### Texto fornecido
= = = = = = =
O Tribunal de Contas da União – TCU, analisando a ausência de prestação de contas envolvendo recursos do PNAE de município, rejeitou as justificativas de caso fortuito que, em tese, havia prejudicado a adequada prestação de contas. Segundo consta no relatório do ACÓRDÃO 3913/2022 – Segunda Câmara, Tomada de Contas Especial, fortes enchentes teriam destruído a documentação.
No caso, o Tribunal entendeu que as ocorrências de caso fortuito ou força maior, quando apresentadas de maneira a revestir/justificar invalidação de documentos, devem estar acompanhadas de prova específica da afetação. Desse modo, além de comprovar a ocorrência do evento, era necessário documentar/transcrever elementos específicos, que comprovassem ou criassem conexão dos fatos com o prejuízo da referida documentação.
= = = = = = =
### Tarefa 1
No texto sobre o acórdão do TCU, que evento teria destruído a documentação da prestação de contas?
### Tarefa 2
Dê sequência ao texto sobre o acórdão do TCU a partir do ponto em que ele termina.

### Trechos do material
= = = = = = =
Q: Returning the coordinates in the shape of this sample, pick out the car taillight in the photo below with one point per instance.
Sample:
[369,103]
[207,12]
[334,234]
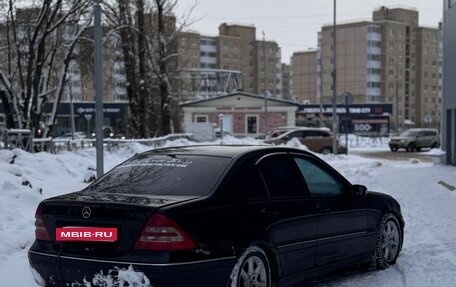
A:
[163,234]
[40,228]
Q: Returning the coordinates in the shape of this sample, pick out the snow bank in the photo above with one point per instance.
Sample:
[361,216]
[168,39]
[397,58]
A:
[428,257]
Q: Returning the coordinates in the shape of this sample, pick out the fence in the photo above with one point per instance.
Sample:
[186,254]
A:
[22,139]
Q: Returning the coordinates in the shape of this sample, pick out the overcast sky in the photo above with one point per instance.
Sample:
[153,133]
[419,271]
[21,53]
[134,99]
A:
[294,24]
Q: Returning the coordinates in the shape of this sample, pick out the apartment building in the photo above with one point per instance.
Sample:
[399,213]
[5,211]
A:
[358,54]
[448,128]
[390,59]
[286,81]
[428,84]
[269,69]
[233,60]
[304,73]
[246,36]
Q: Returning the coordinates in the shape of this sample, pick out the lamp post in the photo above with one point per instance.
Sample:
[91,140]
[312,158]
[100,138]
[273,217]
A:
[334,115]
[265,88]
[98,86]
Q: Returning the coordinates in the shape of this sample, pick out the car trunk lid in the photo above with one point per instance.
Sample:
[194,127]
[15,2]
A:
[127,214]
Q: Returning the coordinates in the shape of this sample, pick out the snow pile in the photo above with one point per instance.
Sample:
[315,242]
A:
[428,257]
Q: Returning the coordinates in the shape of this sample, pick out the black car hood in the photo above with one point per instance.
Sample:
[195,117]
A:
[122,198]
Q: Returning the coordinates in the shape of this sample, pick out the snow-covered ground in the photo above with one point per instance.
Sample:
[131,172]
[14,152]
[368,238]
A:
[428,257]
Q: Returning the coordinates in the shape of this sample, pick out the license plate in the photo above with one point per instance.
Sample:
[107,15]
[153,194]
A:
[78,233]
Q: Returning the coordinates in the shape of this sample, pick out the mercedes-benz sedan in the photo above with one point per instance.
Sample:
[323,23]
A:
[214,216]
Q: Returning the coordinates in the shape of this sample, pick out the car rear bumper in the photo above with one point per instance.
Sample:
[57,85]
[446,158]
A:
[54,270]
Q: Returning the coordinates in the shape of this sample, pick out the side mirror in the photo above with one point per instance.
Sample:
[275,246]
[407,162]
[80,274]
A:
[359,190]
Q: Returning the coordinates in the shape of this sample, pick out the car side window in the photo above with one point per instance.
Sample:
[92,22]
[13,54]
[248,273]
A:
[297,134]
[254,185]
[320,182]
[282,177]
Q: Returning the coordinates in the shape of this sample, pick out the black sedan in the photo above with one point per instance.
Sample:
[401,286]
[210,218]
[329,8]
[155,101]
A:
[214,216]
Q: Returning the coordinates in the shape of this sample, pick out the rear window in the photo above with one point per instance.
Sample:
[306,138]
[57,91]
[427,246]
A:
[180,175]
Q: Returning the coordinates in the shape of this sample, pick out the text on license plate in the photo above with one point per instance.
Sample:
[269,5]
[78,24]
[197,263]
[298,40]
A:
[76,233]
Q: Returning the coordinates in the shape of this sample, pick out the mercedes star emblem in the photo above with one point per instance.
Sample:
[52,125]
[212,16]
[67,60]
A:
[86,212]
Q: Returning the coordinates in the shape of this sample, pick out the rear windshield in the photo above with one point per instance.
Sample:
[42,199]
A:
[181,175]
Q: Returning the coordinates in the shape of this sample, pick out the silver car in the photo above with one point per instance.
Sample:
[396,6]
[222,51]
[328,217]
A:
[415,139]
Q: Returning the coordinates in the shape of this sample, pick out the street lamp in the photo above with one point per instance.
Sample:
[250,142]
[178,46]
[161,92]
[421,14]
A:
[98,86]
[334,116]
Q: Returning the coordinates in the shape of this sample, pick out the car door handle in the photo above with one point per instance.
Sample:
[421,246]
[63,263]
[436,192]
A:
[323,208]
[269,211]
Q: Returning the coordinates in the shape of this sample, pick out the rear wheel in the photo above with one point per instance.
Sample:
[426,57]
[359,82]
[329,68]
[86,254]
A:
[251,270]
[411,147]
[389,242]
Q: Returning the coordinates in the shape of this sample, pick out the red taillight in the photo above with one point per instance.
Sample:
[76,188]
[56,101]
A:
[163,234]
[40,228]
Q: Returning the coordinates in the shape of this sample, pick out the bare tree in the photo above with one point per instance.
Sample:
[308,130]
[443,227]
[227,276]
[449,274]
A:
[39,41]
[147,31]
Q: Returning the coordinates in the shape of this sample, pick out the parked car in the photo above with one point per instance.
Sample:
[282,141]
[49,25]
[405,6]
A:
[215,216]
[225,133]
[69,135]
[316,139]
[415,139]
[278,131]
= = = = = = =
### Resposta 1
Fortes enchentes.

### Resposta 2
Cita-se o precedente:
21. Porém, reitera que uma grande parte da documentação foi perdida na enchente de 2010, não tendo como a Prefeitura de Barreiros, ou a demandada, ou quem quer que seja, apresentá-la, uma vez que a estrutura física da prefeitura e seus arquivos ficaram completamente debaixo d'água. Ressalta, ainda, que em junho de 2010 e nos meses seguintes, foi o período em que mais a população da cidade de Barreiros precisou da prefeitura, que, segundo ela, foi eficiente dentro das suas possibilidades de realidade de ação, quanto às necessidades locais, tanto de abrigamento dos populares que ficaram desabrigados, quanto de atendimento médico-hospitalar e de segurança pública. Assim, a impossibilidade de apresentar os documentos à época se deve à enchente ocorrida, configurando-se como fato fortuito ou de força maior, não tendo a demandada responsabilidade por isso (peça 67, p. 6-8) .
VOTO:
[...]
21. Portanto, o argumento de destruição de documentos por enchentes, desacompanhado de prova específica e oficial, não é o bastante para comprovar o suposto fato alegado, tampouco para justificar o arquivamento do processo nos termos em que requerido pela representante do espólio.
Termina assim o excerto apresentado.